● TASK DIRECTIONS
For this exercise, return exactly the lines of the material below that begin at the one with "For every instance of the person's" and stop after the one with "For every instance of the ocean".

● SUPPLIED DATA
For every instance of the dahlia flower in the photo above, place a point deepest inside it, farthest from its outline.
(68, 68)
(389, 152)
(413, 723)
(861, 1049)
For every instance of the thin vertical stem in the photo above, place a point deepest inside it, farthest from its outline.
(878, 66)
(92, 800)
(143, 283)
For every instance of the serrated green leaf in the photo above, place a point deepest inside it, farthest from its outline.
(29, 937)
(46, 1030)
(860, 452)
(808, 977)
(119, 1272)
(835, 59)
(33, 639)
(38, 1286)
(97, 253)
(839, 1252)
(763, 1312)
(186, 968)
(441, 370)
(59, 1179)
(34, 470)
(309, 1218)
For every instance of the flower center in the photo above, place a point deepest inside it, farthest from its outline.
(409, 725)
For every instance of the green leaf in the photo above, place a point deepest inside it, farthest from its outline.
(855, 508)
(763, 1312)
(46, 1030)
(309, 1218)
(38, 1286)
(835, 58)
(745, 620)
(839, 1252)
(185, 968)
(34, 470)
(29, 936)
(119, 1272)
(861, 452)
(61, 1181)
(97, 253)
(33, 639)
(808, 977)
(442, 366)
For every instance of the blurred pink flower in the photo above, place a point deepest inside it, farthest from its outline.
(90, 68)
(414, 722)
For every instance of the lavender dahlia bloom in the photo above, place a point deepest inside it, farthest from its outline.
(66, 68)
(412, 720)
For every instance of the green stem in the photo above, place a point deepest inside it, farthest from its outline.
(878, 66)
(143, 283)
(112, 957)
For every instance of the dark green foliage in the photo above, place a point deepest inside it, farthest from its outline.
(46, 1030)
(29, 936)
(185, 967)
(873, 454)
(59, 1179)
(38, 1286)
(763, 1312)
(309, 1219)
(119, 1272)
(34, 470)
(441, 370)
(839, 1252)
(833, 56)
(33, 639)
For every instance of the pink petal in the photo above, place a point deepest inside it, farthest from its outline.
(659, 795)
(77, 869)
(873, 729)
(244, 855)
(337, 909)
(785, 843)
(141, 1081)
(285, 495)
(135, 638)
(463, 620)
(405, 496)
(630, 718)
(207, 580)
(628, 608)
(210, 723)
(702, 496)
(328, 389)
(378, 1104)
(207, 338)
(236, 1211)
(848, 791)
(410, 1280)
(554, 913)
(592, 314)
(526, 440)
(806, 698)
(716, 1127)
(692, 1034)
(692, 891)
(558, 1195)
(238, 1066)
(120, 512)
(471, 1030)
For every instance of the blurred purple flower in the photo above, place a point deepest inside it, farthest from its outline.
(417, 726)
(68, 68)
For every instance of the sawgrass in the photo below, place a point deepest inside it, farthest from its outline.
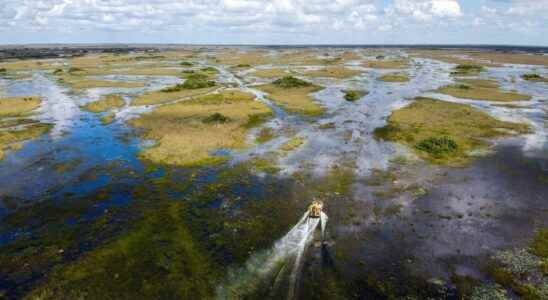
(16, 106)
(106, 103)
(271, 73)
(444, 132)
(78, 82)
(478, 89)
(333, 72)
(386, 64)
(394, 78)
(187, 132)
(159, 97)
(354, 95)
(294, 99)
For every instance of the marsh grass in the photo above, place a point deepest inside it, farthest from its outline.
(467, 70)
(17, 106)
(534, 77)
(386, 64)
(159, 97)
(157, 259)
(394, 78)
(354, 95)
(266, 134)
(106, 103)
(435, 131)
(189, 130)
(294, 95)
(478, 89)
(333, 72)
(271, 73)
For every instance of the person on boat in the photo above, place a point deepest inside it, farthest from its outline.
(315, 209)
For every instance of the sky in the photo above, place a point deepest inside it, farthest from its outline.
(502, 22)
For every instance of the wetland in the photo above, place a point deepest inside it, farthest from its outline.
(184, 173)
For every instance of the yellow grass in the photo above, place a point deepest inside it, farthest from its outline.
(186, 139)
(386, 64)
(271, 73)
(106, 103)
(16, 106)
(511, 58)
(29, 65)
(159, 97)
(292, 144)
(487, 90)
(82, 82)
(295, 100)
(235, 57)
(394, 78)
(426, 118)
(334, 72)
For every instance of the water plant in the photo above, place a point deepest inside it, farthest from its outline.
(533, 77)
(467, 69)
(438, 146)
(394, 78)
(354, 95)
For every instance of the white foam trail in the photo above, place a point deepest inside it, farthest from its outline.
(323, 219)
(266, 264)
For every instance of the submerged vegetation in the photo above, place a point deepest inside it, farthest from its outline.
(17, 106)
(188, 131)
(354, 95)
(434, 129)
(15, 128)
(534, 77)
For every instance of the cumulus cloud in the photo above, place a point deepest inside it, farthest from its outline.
---
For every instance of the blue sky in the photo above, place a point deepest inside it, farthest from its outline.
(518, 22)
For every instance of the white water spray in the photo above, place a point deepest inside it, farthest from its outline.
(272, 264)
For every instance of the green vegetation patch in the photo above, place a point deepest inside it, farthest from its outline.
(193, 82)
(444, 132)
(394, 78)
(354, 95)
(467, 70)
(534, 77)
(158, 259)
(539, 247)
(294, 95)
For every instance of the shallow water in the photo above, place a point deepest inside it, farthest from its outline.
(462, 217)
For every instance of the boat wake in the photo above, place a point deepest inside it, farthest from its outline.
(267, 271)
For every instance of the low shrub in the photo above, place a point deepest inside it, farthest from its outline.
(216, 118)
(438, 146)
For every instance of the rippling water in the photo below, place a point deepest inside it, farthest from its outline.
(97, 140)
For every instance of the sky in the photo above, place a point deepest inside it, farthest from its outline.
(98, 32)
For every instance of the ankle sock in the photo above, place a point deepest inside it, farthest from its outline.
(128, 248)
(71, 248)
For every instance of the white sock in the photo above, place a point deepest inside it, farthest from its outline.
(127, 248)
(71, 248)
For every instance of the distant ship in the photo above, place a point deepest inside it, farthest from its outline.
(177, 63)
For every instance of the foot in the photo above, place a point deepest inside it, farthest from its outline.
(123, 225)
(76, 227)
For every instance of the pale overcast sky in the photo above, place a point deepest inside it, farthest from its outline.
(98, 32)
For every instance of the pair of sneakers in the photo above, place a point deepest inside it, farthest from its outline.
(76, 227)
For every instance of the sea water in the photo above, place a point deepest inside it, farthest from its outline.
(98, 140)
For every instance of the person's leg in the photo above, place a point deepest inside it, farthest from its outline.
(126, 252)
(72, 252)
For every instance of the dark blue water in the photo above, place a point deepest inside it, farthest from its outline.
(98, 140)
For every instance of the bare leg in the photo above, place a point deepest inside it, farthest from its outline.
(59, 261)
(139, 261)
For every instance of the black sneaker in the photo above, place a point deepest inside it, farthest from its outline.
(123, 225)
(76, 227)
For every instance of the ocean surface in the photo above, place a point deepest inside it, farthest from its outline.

● ANSWER TO THE EXERCISE
For every instance of the person's leg in the photo above, place a point deepest inside it, farthest from its outline.
(126, 252)
(72, 252)
For every instance of the dark blue water in the photo above, place a point deepest inside it, farthest from its outline.
(98, 140)
For every instance of the bare leg in the photo above, place a point deepest inside it, farthest from its outline.
(59, 261)
(139, 261)
For every instance of the black sneaker in the photo above, place a point deepest inside it, farthest from its outline.
(123, 225)
(76, 227)
For every instance of the ocean surface in the photo above, place a point deepest inside it, farthest from its outline.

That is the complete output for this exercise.